- _Provided text_
=== Section Start ===

MUMBAI, 30 November 2020: The Government of India is planning to celebrate 75 years of Indian Independence in 2022 in a big way wherein the focus will be Agriculture and Rural Development. The Indian Agrochemical Industry has huge unrealized potential for growth due to very low level of agrochemical consumption as compared to global norms.
The role of Agrochemicals in achieving the vision of $5 Trillion economy by 2025 cannot be undermined, as it not only ensures food security, provides livelihoods but also provides impetus to the growth of industries and service sectors.
The new Pesticides Management Bill (PMB20) recently announced offers the policymaker and the industry an opportunity to redesign the existing regime in line with global developments and safeguard the farmers’ interests and the country’s agriculture sector. Currently, there are around 1,175 pesticide molecules of both chemical and biological origins used in the world, out of which around 292 molecules are registered for use in India. PMB 2020 embraces the provision of regulating the import, manufacture, sale, transport, distribution, and use of pesticides in order to prevent risk to human beings and animals. Representatives of the agrochemical industry expressed their views on making agricultural practices in India more transparent.

=== Section End ===

- _Data for review_
=== Section Start ===

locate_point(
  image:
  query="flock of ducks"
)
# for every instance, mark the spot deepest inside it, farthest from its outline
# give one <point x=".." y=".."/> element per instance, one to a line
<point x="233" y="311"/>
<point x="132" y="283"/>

=== Section End ===

- _Set of tasks_
[1] Put this sentence from the text on India's agrochemical industry into Spanish: "Representatives of the agrochemical industry expressed their views on making agricultural practices in India more transparent."
[2] Carry the text on India's agrochemical industry forward, picking up right after its last sentence.
The material has nothing to do with the text on India's agrochemical industry.

- _Exercise responses_
[1] Los representantes de la industria agroquímica expresaron sus opiniones sobre cómo hacer más transparentes las prácticas agrícolas en la India.

[2]
The new PMB 2020 is expected to set right a number of shortcomings in the regulatory regime around pesticides in India. Though the proposed draft PMB 2020 includes specific refinements, there are also some genuine concerns such as the need for a time-bound, predictable, stable, and transparent process for registration of products, which need to be addressed immediately by the government before the bill is passed.
Addressing the media, R G Agarwal, Chairman FICCI - Sub Committee on Crop Protection Chemicals and Group Chairman, Dhanuka Agritech Ltd highlighted the issues on Data Protection- “This is a huge sectoral and industry concern and we feel it needs an urgent addressal in the bill. If we have goals to make India ‘Atmanirbhar’ the PMB20 will need to walk the talk and incorporate certain elements which may be vital to our success”.
Salil Singhal, Chairman PI Industries “Stewardship on Modern Crop Protection molecules should be inherent part of the Registration process. What is now urgently needed is reform in the regulatory framework pertaining to agrochemicals which must focus on pro-actively promote the introduction of new molecules”
Dr. K.C Ravi, Chief Sustainable officer, Syngenta said, “The Pesticide Management Bill 2020 is a great opportunity to bring in a predictable progressive science-based legislation in the place of the age-old Insecticide Act of 1968. However, provisions like criminalization of offenses, regulatory provisions like reregistration’s will affect ease of doing business as well as restrict new molecule introductions so necessary for the farmers in an extremely complex environment and pest pressures.”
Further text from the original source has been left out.